WORK ORDER: Please continue the article on Covid-19 relief for retailers below, picking up after its final sentence. The records that follow it are not part of the article.
READING PASSAGE START
The Covid-19 relief loan for the retail industry is a welcome lifeline for struggling retailers.

The Covid-19 outbreak continues to sweep the country, causing devastating damage to our economy and leaving very few businesses standing. One sector especially hit was the retail industry.

On March 27, 2020, after a week of some intense negotiations on Capitol Hill, both the House and the Senate passed a $2 trillion stimulus package to help sustain the faltering US economy. 

But how will that help retailers and how can they take advantage of the assistance? Keep reading below.

The CARES Act

The Coronavirus Aid, Relief and Economic Security Act or (CARES) Act has a broad range of benefits which include: one-off checks for individuals and families, tax measures and loans to help keep small and large businesses open and employees on payrolls, in spite of closed shops and depleted sales.

The National Retail Federation’s President and CEO, Matthew Shay, applauded the move, saying:

“Companies that were investing, growing and contributing to a vibrant economy just a few weeks ago have been thrust into survival mode through no fault of their own. They need a bridge to get through this turbulent time and back to the business of job creation and economic prosperity for their workers and the customers they serve.”

Many of the CARES Act provisions will bring retailers much needed benefit, whether it is directly or indirectly.

Tax Provisions

  • Both retailers and restaurants that initiated remodeling projects during the years 2018 and 2019 will receive almost $15 billion in “almost immediate” tax refunds as the legislation fixed a “retail glitch” that occurred due to a 2017 tax reform law. Due to the mistake, companies that were affected overpaid on their federal taxes for the past couple of years. Since the fix, companies can now file amended tax returns and get their refunds. The IRS is available for guidance for this and other “tax provisions.”
  • The “Net operating loss carryback” has been reinstated for the tax years of 2018-2020. This essentially means that any companies that have suffered a loss can “carry back” the loss to the more profitable years up to five years prior and get their refunds faster.
READING PASSAGE END
SUPPLIED ENTRIES START
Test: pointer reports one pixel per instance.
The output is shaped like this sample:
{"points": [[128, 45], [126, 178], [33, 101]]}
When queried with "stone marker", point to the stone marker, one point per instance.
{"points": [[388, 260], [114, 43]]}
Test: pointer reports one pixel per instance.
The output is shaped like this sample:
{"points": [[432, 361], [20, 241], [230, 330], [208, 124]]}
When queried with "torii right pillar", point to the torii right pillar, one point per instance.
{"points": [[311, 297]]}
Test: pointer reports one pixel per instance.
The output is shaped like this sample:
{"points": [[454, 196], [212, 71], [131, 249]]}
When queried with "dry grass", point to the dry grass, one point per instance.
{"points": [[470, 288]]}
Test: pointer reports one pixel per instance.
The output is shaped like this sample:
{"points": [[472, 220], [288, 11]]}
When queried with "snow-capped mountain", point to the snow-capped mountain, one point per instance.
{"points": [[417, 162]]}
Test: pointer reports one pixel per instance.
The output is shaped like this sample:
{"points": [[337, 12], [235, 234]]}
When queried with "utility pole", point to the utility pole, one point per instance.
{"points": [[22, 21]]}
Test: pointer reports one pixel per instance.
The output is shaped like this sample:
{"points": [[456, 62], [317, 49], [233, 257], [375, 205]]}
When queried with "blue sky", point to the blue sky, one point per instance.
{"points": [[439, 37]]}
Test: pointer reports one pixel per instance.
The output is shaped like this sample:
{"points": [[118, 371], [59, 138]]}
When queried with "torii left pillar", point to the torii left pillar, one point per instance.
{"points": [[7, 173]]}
SUPPLIED ENTRIES END
SUPPLIED ENTRIES START
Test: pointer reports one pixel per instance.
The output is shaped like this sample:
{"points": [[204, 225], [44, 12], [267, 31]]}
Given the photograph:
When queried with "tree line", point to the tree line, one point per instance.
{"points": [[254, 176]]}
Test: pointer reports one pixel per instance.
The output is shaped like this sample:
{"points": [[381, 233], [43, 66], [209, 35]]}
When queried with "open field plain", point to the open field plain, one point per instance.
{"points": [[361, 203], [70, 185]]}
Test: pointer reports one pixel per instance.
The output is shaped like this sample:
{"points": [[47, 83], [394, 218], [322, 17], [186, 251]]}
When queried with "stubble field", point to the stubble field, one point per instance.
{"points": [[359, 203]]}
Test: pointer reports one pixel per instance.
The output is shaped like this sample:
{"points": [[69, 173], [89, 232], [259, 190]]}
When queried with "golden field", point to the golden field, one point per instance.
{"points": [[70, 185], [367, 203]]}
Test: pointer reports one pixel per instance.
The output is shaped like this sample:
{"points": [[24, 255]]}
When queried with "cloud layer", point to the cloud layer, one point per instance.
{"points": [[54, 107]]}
SUPPLIED ENTRIES END
SUPPLIED ENTRIES START
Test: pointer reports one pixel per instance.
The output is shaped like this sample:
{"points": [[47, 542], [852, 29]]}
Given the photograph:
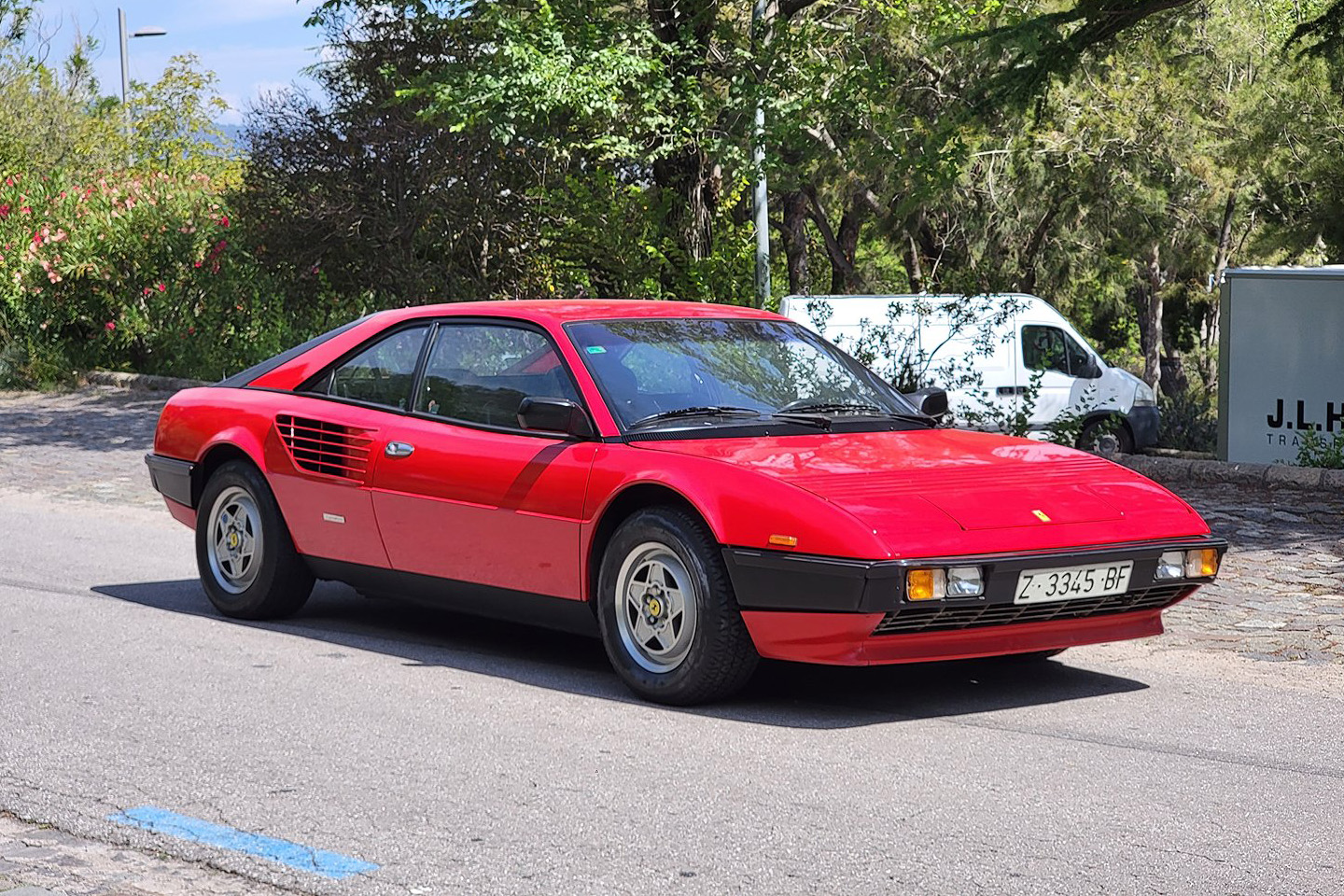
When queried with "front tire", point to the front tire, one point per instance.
SUPPLIED ENTRIES END
EXPECTED OUTPUT:
  • The Employee Retention Tax Credit helps employers to keep their workforce by issuing a credit, “against payroll tax liability of 50 percent of qualified wages for businesses that have been partially or fully suspended as a result of a government order or that have experienced a 50 percent reduction in gross receipts.”
  • The collection of all federal payroll taxes is deferred until 2021. The first half  or 50% will be due at that time, while the second half, or 50% will be due in 2022. 
  • The deductions for any interest paid on business loans has now been “expanded.”

Loan Provisions

  • A Paycheck Protection Program of $350 billion will offer “forgivable loans of up to 250 percent of payroll for small businesses with 500 or fewer employees”. This will be available through the Small Business Administration or (SBA).
  • The Federal Reserve is set to receive $500 billion in order to support “credit facilities” to carry forth “direct and indirect lending”. The Fed is aiming to offer an excess of $4.5 trillion in overall support. 

Moving Forward 

It will be difficult to assess the overall catastrophic damage the Covid-19 pandemic has had on our economy. For now, the government’s monumental initiative to put money back into individual and businesses’ pockets is one way that the economy can keep from flat-lining. It was also a much-needed lifeline to help prevent the retail sector from experiencing a perilous downward spiral.